PROVIDED PASSAGE:
----
As I said, an opportunity to share my excitement and discovery with 10-25 students for two to three weeks, mixing business with history and culture. What excitement to visit the old foreign enclave in Xiamen, the international settlement at Kulangsu in Amoy, with classical music wafting from crumbling colonial structures, visiting various spots along the
Great Wall, a vain effort to keep the barbarians at bay and to mark the end of the civilized world. We stayed in the Palace Hotel in the former Sasson Building, classic Art Deco of the 193os. The famed Jazz band was back, along with a restaurant on the top floor. When we went there for a meal, I spotted chopsticks with Peace Hotel markings. I was so excited I asked if I could buy a pair. The waiter said 25 yuan (or whatever), took my currency, and went to the next table. He picked up a pair and brought them back. The next 5 pairs were free, since I eliminated the middleman.
We went to Korea as well, and students were so broke they could not afford to go out of the hotel. However, I had played “Let’s make a deal” with one of our Korean students whose dad was a senior executive with Samsung. He provided us with a guide, a bus, and all the meals we desired, and we went to Panmunjom, Samsung, and the King Sejong grave (he invented the Korean alphabet).
The 1994 visits gradually spread to include other Asian countries, revealing the historical importance of China, and watching the rebirth of the dragon. In 2001—the last trip before 9/11—it was an ambitious venture around the world, via London to New Delhi, to Bangkok, Bali, Saigon, and Hong Kong. Many stops at the airport hotel in Bangkok, since most of the flights were on Thai air, and routed through the capital of Thailand. May added opportunities to extend the trips and go places I probably wouldn’t take students—such as Mongolia, Tibet, and parts of Eastern Europe.
----
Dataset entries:
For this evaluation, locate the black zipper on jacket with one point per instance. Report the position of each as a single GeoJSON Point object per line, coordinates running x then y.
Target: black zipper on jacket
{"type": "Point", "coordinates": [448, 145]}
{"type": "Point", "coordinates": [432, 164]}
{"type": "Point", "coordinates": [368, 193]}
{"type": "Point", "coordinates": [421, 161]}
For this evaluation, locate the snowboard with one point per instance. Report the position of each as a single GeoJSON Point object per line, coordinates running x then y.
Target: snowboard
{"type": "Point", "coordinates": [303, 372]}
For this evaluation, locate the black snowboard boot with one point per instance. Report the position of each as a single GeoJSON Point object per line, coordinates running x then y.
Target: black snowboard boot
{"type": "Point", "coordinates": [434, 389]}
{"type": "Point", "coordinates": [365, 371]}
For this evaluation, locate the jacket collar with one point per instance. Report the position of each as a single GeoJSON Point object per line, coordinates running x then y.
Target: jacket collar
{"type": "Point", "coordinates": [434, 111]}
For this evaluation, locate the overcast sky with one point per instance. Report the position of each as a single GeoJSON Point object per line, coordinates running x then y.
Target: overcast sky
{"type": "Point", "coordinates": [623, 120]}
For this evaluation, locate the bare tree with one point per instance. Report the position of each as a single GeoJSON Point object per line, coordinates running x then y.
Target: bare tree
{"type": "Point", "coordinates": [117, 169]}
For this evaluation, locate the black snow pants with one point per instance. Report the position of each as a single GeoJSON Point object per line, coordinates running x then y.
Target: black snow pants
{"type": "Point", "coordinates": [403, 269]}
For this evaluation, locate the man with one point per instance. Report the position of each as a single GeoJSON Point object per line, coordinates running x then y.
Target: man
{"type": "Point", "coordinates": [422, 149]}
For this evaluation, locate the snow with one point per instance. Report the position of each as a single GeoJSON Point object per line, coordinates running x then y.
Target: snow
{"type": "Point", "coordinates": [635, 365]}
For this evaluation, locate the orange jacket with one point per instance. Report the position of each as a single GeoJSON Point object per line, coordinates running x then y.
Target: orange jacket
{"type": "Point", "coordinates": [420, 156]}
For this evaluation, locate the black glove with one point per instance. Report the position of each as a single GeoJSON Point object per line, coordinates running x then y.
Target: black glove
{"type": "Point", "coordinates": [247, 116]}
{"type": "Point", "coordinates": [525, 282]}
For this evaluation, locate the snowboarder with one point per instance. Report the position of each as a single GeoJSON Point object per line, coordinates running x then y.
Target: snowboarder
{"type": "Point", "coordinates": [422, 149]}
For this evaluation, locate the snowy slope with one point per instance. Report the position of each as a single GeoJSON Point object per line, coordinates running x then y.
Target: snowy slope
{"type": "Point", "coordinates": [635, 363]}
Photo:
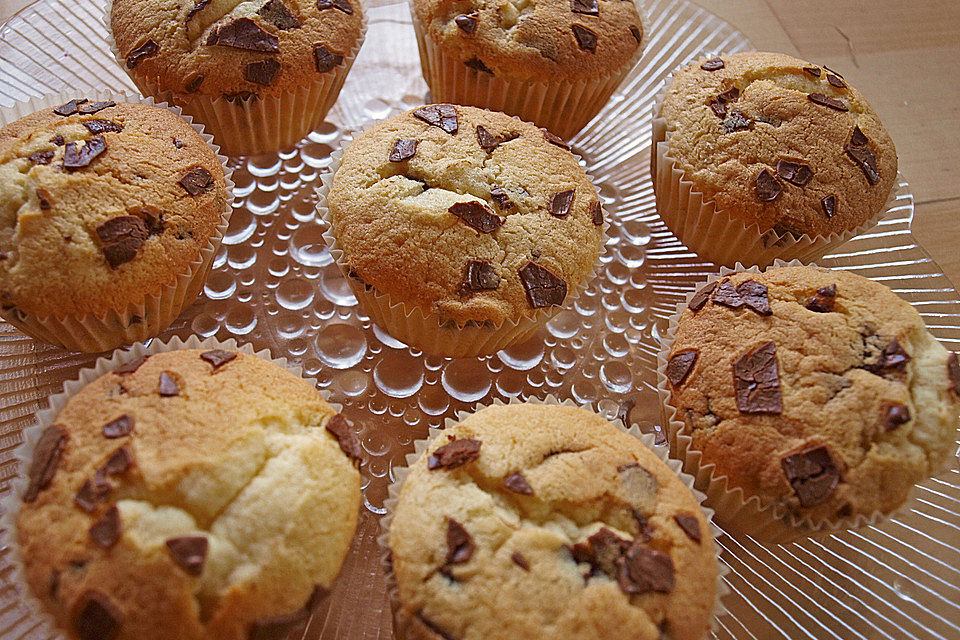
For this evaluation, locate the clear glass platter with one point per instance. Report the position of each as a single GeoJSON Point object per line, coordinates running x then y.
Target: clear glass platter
{"type": "Point", "coordinates": [274, 285]}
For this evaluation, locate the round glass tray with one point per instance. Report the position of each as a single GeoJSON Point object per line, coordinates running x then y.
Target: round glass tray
{"type": "Point", "coordinates": [274, 285]}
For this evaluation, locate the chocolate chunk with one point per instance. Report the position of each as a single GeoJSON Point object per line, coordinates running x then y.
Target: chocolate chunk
{"type": "Point", "coordinates": [96, 618]}
{"type": "Point", "coordinates": [188, 552]}
{"type": "Point", "coordinates": [836, 81]}
{"type": "Point", "coordinates": [480, 276]}
{"type": "Point", "coordinates": [102, 126]}
{"type": "Point", "coordinates": [713, 64]}
{"type": "Point", "coordinates": [517, 483]}
{"type": "Point", "coordinates": [467, 22]}
{"type": "Point", "coordinates": [501, 198]}
{"type": "Point", "coordinates": [121, 239]}
{"type": "Point", "coordinates": [736, 121]}
{"type": "Point", "coordinates": [168, 386]}
{"type": "Point", "coordinates": [70, 108]}
{"type": "Point", "coordinates": [41, 157]}
{"type": "Point", "coordinates": [325, 59]}
{"type": "Point", "coordinates": [520, 561]}
{"type": "Point", "coordinates": [680, 365]}
{"type": "Point", "coordinates": [561, 202]}
{"type": "Point", "coordinates": [642, 570]}
{"type": "Point", "coordinates": [478, 216]}
{"type": "Point", "coordinates": [756, 381]}
{"type": "Point", "coordinates": [767, 187]}
{"type": "Point", "coordinates": [279, 627]}
{"type": "Point", "coordinates": [122, 426]}
{"type": "Point", "coordinates": [829, 204]}
{"type": "Point", "coordinates": [262, 72]}
{"type": "Point", "coordinates": [487, 141]}
{"type": "Point", "coordinates": [586, 39]}
{"type": "Point", "coordinates": [826, 101]}
{"type": "Point", "coordinates": [130, 366]}
{"type": "Point", "coordinates": [196, 180]}
{"type": "Point", "coordinates": [794, 172]}
{"type": "Point", "coordinates": [340, 5]}
{"type": "Point", "coordinates": [243, 33]}
{"type": "Point", "coordinates": [145, 50]}
{"type": "Point", "coordinates": [346, 437]}
{"type": "Point", "coordinates": [218, 357]}
{"type": "Point", "coordinates": [403, 150]}
{"type": "Point", "coordinates": [46, 459]}
{"type": "Point", "coordinates": [193, 84]}
{"type": "Point", "coordinates": [443, 116]}
{"type": "Point", "coordinates": [106, 531]}
{"type": "Point", "coordinates": [277, 14]}
{"type": "Point", "coordinates": [460, 545]}
{"type": "Point", "coordinates": [822, 300]}
{"type": "Point", "coordinates": [812, 473]}
{"type": "Point", "coordinates": [454, 454]}
{"type": "Point", "coordinates": [893, 414]}
{"type": "Point", "coordinates": [690, 525]}
{"type": "Point", "coordinates": [588, 7]}
{"type": "Point", "coordinates": [544, 288]}
{"type": "Point", "coordinates": [78, 157]}
{"type": "Point", "coordinates": [478, 64]}
{"type": "Point", "coordinates": [86, 108]}
{"type": "Point", "coordinates": [701, 296]}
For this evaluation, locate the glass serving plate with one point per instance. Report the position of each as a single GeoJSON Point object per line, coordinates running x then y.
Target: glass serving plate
{"type": "Point", "coordinates": [274, 285]}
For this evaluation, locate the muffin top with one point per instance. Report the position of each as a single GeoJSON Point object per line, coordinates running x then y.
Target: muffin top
{"type": "Point", "coordinates": [196, 494]}
{"type": "Point", "coordinates": [101, 205]}
{"type": "Point", "coordinates": [232, 48]}
{"type": "Point", "coordinates": [818, 390]}
{"type": "Point", "coordinates": [544, 521]}
{"type": "Point", "coordinates": [527, 40]}
{"type": "Point", "coordinates": [779, 142]}
{"type": "Point", "coordinates": [474, 214]}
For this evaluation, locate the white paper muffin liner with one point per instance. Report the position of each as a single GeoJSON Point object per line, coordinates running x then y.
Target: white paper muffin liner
{"type": "Point", "coordinates": [716, 235]}
{"type": "Point", "coordinates": [765, 520]}
{"type": "Point", "coordinates": [141, 319]}
{"type": "Point", "coordinates": [563, 107]}
{"type": "Point", "coordinates": [426, 329]}
{"type": "Point", "coordinates": [264, 124]}
{"type": "Point", "coordinates": [23, 455]}
{"type": "Point", "coordinates": [400, 475]}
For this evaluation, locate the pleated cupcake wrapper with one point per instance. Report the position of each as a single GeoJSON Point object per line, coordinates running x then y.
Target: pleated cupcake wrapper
{"type": "Point", "coordinates": [23, 455]}
{"type": "Point", "coordinates": [141, 319]}
{"type": "Point", "coordinates": [716, 235]}
{"type": "Point", "coordinates": [264, 124]}
{"type": "Point", "coordinates": [563, 107]}
{"type": "Point", "coordinates": [426, 329]}
{"type": "Point", "coordinates": [766, 520]}
{"type": "Point", "coordinates": [419, 446]}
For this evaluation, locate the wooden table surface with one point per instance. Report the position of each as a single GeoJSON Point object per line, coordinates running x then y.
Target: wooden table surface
{"type": "Point", "coordinates": [903, 56]}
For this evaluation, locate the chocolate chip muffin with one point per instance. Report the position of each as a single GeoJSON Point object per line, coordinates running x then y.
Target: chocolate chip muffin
{"type": "Point", "coordinates": [112, 213]}
{"type": "Point", "coordinates": [773, 144]}
{"type": "Point", "coordinates": [192, 494]}
{"type": "Point", "coordinates": [260, 75]}
{"type": "Point", "coordinates": [462, 230]}
{"type": "Point", "coordinates": [819, 392]}
{"type": "Point", "coordinates": [554, 62]}
{"type": "Point", "coordinates": [546, 521]}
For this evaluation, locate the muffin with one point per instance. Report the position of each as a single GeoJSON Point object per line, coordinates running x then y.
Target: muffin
{"type": "Point", "coordinates": [260, 75]}
{"type": "Point", "coordinates": [461, 230]}
{"type": "Point", "coordinates": [189, 494]}
{"type": "Point", "coordinates": [554, 62]}
{"type": "Point", "coordinates": [546, 521]}
{"type": "Point", "coordinates": [740, 177]}
{"type": "Point", "coordinates": [113, 212]}
{"type": "Point", "coordinates": [817, 396]}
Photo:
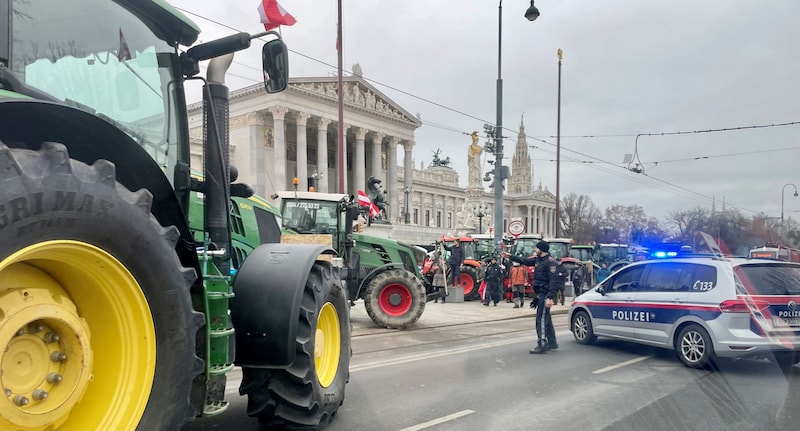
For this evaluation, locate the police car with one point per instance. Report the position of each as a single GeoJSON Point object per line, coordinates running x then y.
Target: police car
{"type": "Point", "coordinates": [703, 307]}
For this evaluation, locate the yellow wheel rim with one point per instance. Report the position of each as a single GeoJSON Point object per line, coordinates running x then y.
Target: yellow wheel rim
{"type": "Point", "coordinates": [78, 340]}
{"type": "Point", "coordinates": [327, 345]}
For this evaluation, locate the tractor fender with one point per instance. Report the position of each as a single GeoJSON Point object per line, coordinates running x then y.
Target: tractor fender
{"type": "Point", "coordinates": [28, 123]}
{"type": "Point", "coordinates": [268, 288]}
{"type": "Point", "coordinates": [374, 273]}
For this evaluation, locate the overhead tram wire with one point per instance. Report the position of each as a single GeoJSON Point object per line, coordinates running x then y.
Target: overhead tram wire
{"type": "Point", "coordinates": [646, 181]}
{"type": "Point", "coordinates": [594, 165]}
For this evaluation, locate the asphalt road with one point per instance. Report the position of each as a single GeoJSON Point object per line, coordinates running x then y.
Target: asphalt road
{"type": "Point", "coordinates": [450, 374]}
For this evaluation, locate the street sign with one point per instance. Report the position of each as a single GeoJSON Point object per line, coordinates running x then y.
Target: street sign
{"type": "Point", "coordinates": [516, 228]}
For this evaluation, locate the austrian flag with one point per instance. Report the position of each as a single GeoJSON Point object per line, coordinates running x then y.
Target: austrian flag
{"type": "Point", "coordinates": [274, 15]}
{"type": "Point", "coordinates": [364, 201]}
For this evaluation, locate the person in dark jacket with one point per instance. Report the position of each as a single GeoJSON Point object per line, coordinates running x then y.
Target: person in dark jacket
{"type": "Point", "coordinates": [455, 261]}
{"type": "Point", "coordinates": [494, 281]}
{"type": "Point", "coordinates": [578, 277]}
{"type": "Point", "coordinates": [545, 284]}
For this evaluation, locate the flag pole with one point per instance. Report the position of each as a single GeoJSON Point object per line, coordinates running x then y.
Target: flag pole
{"type": "Point", "coordinates": [342, 163]}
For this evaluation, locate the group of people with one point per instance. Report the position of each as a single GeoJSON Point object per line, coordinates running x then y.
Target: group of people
{"type": "Point", "coordinates": [548, 284]}
{"type": "Point", "coordinates": [440, 280]}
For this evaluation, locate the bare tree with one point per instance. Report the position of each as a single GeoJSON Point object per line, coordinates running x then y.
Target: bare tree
{"type": "Point", "coordinates": [580, 217]}
{"type": "Point", "coordinates": [626, 220]}
{"type": "Point", "coordinates": [689, 222]}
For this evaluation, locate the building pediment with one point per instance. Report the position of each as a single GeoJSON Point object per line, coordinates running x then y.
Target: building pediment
{"type": "Point", "coordinates": [358, 95]}
{"type": "Point", "coordinates": [544, 195]}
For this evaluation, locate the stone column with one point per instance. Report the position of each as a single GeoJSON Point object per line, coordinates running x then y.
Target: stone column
{"type": "Point", "coordinates": [279, 156]}
{"type": "Point", "coordinates": [255, 129]}
{"type": "Point", "coordinates": [391, 178]}
{"type": "Point", "coordinates": [359, 161]}
{"type": "Point", "coordinates": [408, 163]}
{"type": "Point", "coordinates": [302, 149]}
{"type": "Point", "coordinates": [322, 154]}
{"type": "Point", "coordinates": [377, 147]}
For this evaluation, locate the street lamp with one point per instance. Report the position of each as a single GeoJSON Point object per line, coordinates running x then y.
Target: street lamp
{"type": "Point", "coordinates": [407, 191]}
{"type": "Point", "coordinates": [316, 176]}
{"type": "Point", "coordinates": [558, 148]}
{"type": "Point", "coordinates": [480, 211]}
{"type": "Point", "coordinates": [531, 14]}
{"type": "Point", "coordinates": [606, 229]}
{"type": "Point", "coordinates": [783, 190]}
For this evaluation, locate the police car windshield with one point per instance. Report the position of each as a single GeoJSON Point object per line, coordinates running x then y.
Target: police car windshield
{"type": "Point", "coordinates": [769, 279]}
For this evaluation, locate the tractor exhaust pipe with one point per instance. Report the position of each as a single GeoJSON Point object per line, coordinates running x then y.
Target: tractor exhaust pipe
{"type": "Point", "coordinates": [216, 162]}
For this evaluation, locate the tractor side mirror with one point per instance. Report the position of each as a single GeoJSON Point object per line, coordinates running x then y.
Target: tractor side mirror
{"type": "Point", "coordinates": [275, 64]}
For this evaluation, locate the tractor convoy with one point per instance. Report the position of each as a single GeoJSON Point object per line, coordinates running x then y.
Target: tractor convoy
{"type": "Point", "coordinates": [384, 273]}
{"type": "Point", "coordinates": [131, 287]}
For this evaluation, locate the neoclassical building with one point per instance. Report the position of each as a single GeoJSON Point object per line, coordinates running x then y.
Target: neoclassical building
{"type": "Point", "coordinates": [277, 137]}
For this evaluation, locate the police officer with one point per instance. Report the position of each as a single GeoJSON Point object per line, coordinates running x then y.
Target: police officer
{"type": "Point", "coordinates": [545, 284]}
{"type": "Point", "coordinates": [455, 261]}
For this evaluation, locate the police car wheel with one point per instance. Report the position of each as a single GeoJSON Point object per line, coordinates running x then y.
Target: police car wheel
{"type": "Point", "coordinates": [582, 328]}
{"type": "Point", "coordinates": [694, 347]}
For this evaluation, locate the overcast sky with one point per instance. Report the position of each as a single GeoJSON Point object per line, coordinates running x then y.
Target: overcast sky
{"type": "Point", "coordinates": [630, 67]}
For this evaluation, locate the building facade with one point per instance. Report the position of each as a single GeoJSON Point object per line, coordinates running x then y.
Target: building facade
{"type": "Point", "coordinates": [293, 134]}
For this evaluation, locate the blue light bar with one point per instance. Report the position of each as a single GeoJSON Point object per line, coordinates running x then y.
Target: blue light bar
{"type": "Point", "coordinates": [663, 254]}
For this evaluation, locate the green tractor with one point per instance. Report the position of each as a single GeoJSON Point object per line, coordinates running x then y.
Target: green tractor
{"type": "Point", "coordinates": [128, 288]}
{"type": "Point", "coordinates": [383, 272]}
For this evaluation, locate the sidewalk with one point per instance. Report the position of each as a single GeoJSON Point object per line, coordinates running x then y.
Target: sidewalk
{"type": "Point", "coordinates": [450, 314]}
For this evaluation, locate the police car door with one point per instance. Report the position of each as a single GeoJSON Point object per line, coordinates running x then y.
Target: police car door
{"type": "Point", "coordinates": [661, 300]}
{"type": "Point", "coordinates": [612, 312]}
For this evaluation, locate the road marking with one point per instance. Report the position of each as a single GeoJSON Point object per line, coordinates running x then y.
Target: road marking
{"type": "Point", "coordinates": [407, 359]}
{"type": "Point", "coordinates": [620, 365]}
{"type": "Point", "coordinates": [447, 352]}
{"type": "Point", "coordinates": [438, 421]}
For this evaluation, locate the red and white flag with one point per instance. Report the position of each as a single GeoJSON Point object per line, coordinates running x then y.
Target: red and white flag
{"type": "Point", "coordinates": [274, 15]}
{"type": "Point", "coordinates": [364, 201]}
{"type": "Point", "coordinates": [124, 52]}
----
GOAL OF THE EXERCISE:
In the passage on study trips to Asia, why were there many stops at the airport hotel in Bangkok? Explain in one to three sentences.

OUTPUT FOR THIS EXERCISE:
Most of the flights were on Thai air and were routed through Bangkok, the capital of Thailand.